Stored records
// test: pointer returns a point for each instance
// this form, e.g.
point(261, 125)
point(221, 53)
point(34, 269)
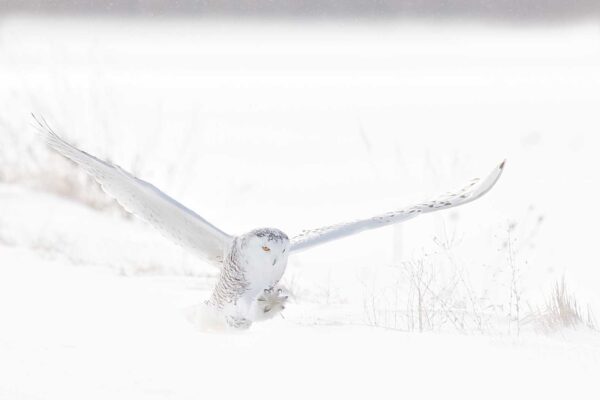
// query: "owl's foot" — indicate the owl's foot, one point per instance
point(271, 302)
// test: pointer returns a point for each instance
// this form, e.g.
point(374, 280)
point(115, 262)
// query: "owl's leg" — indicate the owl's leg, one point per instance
point(268, 304)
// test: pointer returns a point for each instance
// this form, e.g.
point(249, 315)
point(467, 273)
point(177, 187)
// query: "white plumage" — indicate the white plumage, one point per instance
point(253, 263)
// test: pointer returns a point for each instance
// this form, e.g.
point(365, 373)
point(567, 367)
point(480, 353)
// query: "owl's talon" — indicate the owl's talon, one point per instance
point(271, 302)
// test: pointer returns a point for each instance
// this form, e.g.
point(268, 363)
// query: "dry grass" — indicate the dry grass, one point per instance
point(562, 310)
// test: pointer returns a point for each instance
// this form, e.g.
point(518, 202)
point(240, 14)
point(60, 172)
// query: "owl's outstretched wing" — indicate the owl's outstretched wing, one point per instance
point(474, 190)
point(171, 218)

## Work task
Each record above is to be returned unchanged, while any picture it holds stays out.

## Reply
// test: pointer returns a point for each instance
// this form, e.g.
point(261, 125)
point(221, 53)
point(34, 269)
// query: "owl's foot" — indicate the owl's foot, one point per instance
point(271, 302)
// test: pointer returns a point for each instance
// this form, e.g.
point(374, 280)
point(115, 262)
// query: "owl's leg" — indicate the owl's leg, one point per instance
point(268, 304)
// test: pointer returns a point for each instance
// this form, e.g.
point(249, 315)
point(467, 273)
point(177, 187)
// query: "white plumage" — indicate the white plumage, one point per instance
point(253, 263)
// test: pointer returns a point for each instance
// this form, e.g.
point(365, 373)
point(567, 367)
point(480, 353)
// query: "owl's talon" — indicate the owl's talon, one point per instance
point(271, 302)
// test: pointer returns a point for each instance
// this form, e.g.
point(268, 363)
// query: "dry grass" — indicate the dry grass, one point per instance
point(562, 310)
// test: pointer returns a point for each instance
// this form, e.g.
point(518, 202)
point(240, 14)
point(60, 172)
// query: "owl's outstretched wing" — indicate the owl's outstretched wing, one point per instance
point(474, 190)
point(171, 218)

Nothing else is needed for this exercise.